= EXCERPTED TEXT =
++++++++++++++++++++

Building on the SIS abstraction, the paper introduces an extended computer architecture called the “Liufeng‑Shiyong” architecture. This design retains the classic separation of computation and storage found in the Von Neumann model but adds dedicated layers for learning and memory. The learning layer simultaneously updates model parameters (weights) and an external memory store, thereby mimicking both the plasticity of human synaptic weights and the capacity of external knowledge bases. The architecture also supports multimodal I/O (text, image, speech) to accommodate a wide range of intelligent tasks.

With the SIS in place, the authors define an “Artificial Intelligence IQ” (AI‑IQ). Each of the five SIS components is assigned a weight reflecting its perceived importance; the weighted sum yields an absolute IQ score normalized to a 100‑point scale. A relative or “deviation IQ” is then calculated by comparing an AI’s absolute score to the mean and standard deviation of a human reference group, providing a z‑score‑like measure.

To validate the framework, the study conducts an empirical test involving 50 commercial search engines (including Google, Baidu, Yahoo, etc.) and three human participants aged 10, 30, and 60 years. All subjects are presented with a battery of 100 tasks divided into four categories: pure information retrieval, logical reasoning, creative problem solving, and learning‑after‑feedback. For each task, the authors record response time, accuracy, a creativity rating assigned by domain experts, and performance improvement after a brief learning phase.

Results show that search engines dominate the information‑retrieval category, achieving an average accuracy of 92 %, whereas humans outperform AI in logical reasoning (78 % vs. 65 %) and creative problem solving (85 % vs. 58 %). After a learning phase, Google’s performance improves by 12 %, while the 30‑year‑old human shows a 25 % gain, indicating superior adaptability. The highest absolute AI‑IQ is recorded for Google (98 points), followed closely by Baidu (95 points). Human absolute IQ scores are 108 (10‑year‑old), 112 (30‑year‑old), and 101 (60‑year‑old). In deviation IQ terms, humans sit above the mean, while AI systems fall roughly –0.4 σ below the human average.

The authors draw several conclusions. First, contemporary AI excels in narrow, data‑driven tasks but still lags behind humans in generalized reasoning and creativity. Second, the SIS and AI‑IQ framework provide a promising avenue for comparing human and machine intelligence on a common scale. Third, the current implementation has notable limitations: the weighting scheme for SIS components is somewhat subjective, the human sample size is extremely small, and the task set may be biased toward human‑centric abilities. Future work should expand the range of AI systems (e.g., embodied robots, autonomous vehicles, conversational agents) and include a larger, more diverse human cohort to improve statistical robustness.

Finally, the paper argues that a standardized AI‑IQ could become a useful tool in AI ethics and regulation. Quantitative intelligence metrics could inform risk assessments, liability frameworks, and educational standards for AI deployment. However, the authors caution that the present model must be refined—particularly regarding weight calibration, memory‑learning representation, and cross‑cultural task design—before it can serve as a reliable policy instrument. In sum, the study offers a novel theoretical construct and an initial empirical demonstration, laying groundwork for a unified intelligence measurement that spans both biological and artificial agents.

++++++++++++++++++++

= EXTRACTED DATA =
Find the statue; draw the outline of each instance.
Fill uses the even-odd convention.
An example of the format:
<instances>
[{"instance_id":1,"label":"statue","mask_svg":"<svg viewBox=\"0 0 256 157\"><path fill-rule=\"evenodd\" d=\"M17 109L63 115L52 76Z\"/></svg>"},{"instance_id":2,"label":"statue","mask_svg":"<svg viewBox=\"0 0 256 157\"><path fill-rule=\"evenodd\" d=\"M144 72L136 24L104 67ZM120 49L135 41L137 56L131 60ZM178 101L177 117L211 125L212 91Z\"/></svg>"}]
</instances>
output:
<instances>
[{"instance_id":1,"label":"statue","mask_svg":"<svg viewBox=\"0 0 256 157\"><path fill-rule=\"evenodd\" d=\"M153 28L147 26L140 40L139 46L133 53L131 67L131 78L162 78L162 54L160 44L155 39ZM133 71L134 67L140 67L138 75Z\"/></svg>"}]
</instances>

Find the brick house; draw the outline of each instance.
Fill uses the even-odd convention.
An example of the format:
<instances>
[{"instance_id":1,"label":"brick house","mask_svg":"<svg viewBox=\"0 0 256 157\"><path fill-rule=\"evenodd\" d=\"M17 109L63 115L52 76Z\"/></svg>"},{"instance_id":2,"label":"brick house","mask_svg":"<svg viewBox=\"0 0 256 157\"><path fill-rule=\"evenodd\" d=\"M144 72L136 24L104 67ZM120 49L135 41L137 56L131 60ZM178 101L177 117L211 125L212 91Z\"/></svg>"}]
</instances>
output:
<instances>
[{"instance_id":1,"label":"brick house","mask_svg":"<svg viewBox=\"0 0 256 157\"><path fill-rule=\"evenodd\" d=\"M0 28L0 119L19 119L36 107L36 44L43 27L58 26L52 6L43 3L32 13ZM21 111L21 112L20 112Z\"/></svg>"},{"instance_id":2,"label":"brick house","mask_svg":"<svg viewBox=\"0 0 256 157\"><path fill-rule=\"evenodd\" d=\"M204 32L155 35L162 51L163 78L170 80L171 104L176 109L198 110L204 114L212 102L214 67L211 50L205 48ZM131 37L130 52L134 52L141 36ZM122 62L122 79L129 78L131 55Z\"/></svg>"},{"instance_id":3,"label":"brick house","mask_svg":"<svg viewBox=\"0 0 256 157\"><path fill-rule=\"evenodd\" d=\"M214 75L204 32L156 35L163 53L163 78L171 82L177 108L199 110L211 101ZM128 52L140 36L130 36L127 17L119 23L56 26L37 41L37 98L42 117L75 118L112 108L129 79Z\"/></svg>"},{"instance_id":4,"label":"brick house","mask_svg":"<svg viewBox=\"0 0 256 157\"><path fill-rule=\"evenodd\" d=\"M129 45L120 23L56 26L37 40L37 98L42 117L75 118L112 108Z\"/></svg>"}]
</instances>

++++++++++++++++++++

= TASKS TO COMPLETE =
• 1. Copy the AI‑IQ summary exactly, everything from "Results show that" down to "the human average.".
• 2. In the AI‑IQ summary, what absolute AI‑IQ score did Google receive?

= ANSWER LIST =
• 1.
Results show that search engines dominate the information‑retrieval category, achieving an average accuracy of 92 %, whereas humans outperform AI in logical reasoning (78 % vs. 65 %) and creative problem solving (85 % vs. 58 %). After a learning phase, Google’s performance improves by 12 %, while the 30‑year‑old human shows a 25 % gain, indicating superior adaptability. The highest absolute AI‑IQ is recorded for Google (98 points), followed closely by Baidu (95 points). Human absolute IQ scores are 108 (10‑year‑old), 112 (30‑year‑old), and 101 (60‑year‑old). In deviation IQ terms, humans sit above the mean, while AI systems fall roughly –0.4 σ below the human average.

• 2. 98 points